__Tarefas a realizar__
1. Segundo os climatologistas citados no artigo sobre alterações climáticas em Portugal, quantos dias de ondas de calor por ano se preveem para o futuro?
2. Dê seguimento ao artigo sobre alterações climáticas em Portugal, a partir da última frase apresentada.

__Página__
++++++++++++++++++++

Alterações climáticas: “o grande problema de Portugal serão os fogos florestais e falta de água na agricultura”
Albufeira de Castelo de Bode na aldeia do Mato, distrito de Santarém
Nuno Fox
As quatro maiores secas que afetaram todo o país ocorreram nos últimos 20 anos, incluindo neste. É o resultado de menos chuva, temperaturas acima do normal e ondas de calor intensas. O futuro é pior, antecipam os climatologistas: “Vamos ter cerca de 60 dias de ondas de calor por ano, quando atualmente temos cinco ou seis”. Por causa do tempo quente e seco, há já agricultores a substituir culturas por outras mais resistentes ao stress térmico e hídrico
Tempo mais quente e seco, com ondas de calor frequentes e longas, e incêndios florestais críticos. É este o clima que podemos esperar em Portugal — e que é compatível com chuvas intensas capazes de provocar cheias, como aconteceu em Lisboa esta segunda-feira à noite. A forte precipitação inundou as principais ruas da capital, onde se verificaram 120 ocorrências, segundo os Bombeiros Sapadores da cidade.

++++++++++++++++++++

__Conteúdo do conjunto__
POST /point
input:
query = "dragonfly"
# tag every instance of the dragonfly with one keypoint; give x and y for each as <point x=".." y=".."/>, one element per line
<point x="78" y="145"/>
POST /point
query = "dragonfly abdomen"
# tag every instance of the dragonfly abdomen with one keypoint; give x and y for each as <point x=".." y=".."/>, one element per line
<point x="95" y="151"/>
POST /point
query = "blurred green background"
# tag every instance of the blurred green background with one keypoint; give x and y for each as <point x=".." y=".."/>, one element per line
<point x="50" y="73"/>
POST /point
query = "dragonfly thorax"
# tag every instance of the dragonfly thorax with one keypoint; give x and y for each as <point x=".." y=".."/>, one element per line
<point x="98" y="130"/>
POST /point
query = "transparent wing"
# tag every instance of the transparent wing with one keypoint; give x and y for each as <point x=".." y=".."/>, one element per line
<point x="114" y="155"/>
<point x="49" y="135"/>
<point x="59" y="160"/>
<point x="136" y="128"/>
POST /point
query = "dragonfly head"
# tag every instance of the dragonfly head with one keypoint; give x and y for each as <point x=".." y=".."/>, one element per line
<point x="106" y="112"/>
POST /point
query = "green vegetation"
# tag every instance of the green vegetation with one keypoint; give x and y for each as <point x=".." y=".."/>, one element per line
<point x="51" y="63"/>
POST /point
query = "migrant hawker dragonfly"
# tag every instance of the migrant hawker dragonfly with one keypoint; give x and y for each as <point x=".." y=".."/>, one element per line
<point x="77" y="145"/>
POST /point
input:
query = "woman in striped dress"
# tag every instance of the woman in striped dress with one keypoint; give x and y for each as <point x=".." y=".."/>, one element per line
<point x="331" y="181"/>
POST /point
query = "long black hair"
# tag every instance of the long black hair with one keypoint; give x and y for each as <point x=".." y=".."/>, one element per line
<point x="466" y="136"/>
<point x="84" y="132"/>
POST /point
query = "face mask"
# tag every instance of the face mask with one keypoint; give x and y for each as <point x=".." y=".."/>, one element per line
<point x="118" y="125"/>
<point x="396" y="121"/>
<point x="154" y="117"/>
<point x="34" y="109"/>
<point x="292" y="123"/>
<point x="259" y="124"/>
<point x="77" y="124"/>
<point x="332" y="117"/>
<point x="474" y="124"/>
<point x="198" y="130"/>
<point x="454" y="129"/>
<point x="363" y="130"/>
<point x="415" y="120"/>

++++++++++++++++++++

__Respostas às tarefas__
1. Cerca de 60 dias por ano, quando atualmente são cinco ou seis.

2.
“Quando chove muito intensamente, a água não escoa porque a superfície está impermeabilizada”, diz o climatologista Alfredo Rocha ao Expresso. “Em Lisboa vão construir uma série de canais subterrâneos de drenagem das águas pluviais para evitar estas situações”, acrescenta. No entanto, enquanto o Plano Geral de Drenagem de Lisboa não arranca (as obras só começam em janeiro), entupimentos nos algerozes, tubos e no escoamento das águas pluviais causam cheias na capital.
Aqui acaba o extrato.